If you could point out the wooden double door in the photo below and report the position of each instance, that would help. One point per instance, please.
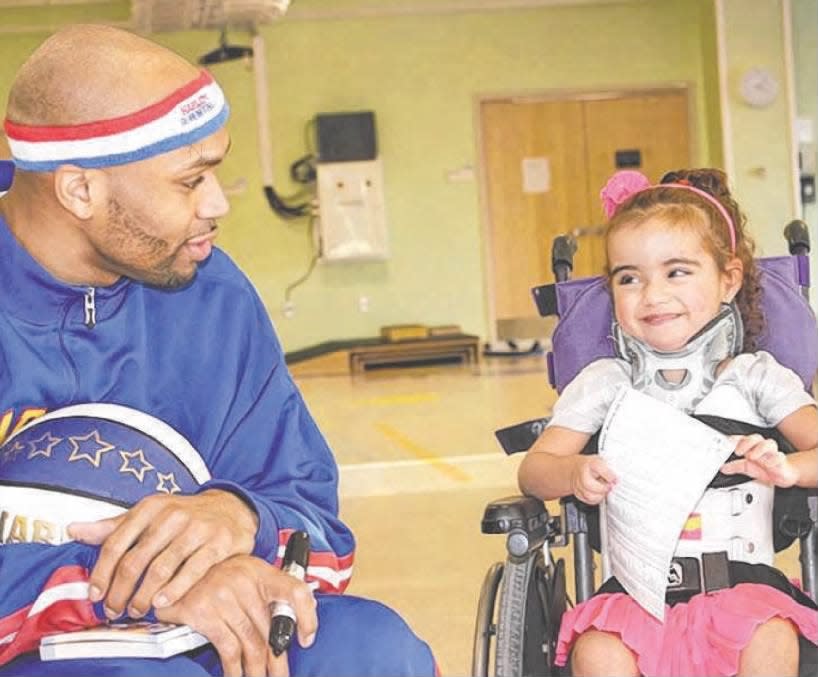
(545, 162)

::::

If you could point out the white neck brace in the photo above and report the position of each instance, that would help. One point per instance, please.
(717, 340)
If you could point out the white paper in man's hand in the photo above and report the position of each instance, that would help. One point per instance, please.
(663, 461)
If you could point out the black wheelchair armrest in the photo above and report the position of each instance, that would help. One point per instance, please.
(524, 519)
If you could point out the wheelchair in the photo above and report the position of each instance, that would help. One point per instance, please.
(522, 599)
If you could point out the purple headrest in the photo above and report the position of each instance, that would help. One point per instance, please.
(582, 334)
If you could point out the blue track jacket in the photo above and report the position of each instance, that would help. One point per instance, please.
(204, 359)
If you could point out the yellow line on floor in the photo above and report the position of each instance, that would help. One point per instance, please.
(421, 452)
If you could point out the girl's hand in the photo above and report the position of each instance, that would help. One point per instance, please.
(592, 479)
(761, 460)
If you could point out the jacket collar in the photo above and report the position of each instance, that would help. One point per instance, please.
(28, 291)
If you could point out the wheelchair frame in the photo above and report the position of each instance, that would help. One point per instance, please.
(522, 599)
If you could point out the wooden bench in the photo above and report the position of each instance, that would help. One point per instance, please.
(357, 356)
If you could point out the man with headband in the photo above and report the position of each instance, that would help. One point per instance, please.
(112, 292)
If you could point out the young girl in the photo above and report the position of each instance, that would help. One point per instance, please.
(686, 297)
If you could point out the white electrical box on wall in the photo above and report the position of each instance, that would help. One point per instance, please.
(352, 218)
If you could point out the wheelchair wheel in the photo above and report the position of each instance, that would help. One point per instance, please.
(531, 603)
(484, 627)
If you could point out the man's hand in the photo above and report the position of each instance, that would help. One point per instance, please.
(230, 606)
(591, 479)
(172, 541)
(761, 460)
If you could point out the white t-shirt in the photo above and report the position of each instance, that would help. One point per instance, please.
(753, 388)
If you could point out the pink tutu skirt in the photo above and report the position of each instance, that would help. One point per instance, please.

::::

→ GOAL OF THE EXERCISE
Please transcribe the records above exactly, from the line holding "If you could point out the girl's" through the line holding "If you could point out the pink", both lines included.

→ SOLUTION FOR THIS PROBLEM
If you could point out the girl's hand in the photo above and report the position of each instance, that would help. One point per instance, please.
(592, 479)
(761, 460)
If you could point out the jacket collar in the photo above and report the position of each instance, that would help. One point per instance, please.
(28, 291)
If you could point out the wheelchair frame in the photo above and report the position of each instance, that would help. One point per instance, please.
(522, 599)
If you could point out the wooden bench in the photo above and report the position of each instance, that would help. One point per instance, please.
(357, 356)
If you could point out the man with headband in the photo above and report the position of each instance, that would help. One point per instance, please.
(112, 292)
If you could point out the young girl in the photo above and report the position of each instance, that would help. One point per instance, please.
(686, 297)
If you could point out the white electrical box on wall in the photo above and report the position of each instance, that would help. One point per instance, please.
(352, 218)
If you could point out the wheelchair wheel in the photo above and report the position of each instance, that would help. One point per instance, please.
(531, 603)
(484, 627)
If you could point out the man's hand in the photo above and report the position of each instance, that would help. One point per instance, please.
(230, 606)
(591, 479)
(172, 541)
(761, 460)
If you could point out the white t-shirt in the photo above and report the position of each instance, that would help. One point per instance, please.
(753, 388)
If you could point out the pink tutu skirt in the photo above and report the position of each instance, that would help. One point per instance, please.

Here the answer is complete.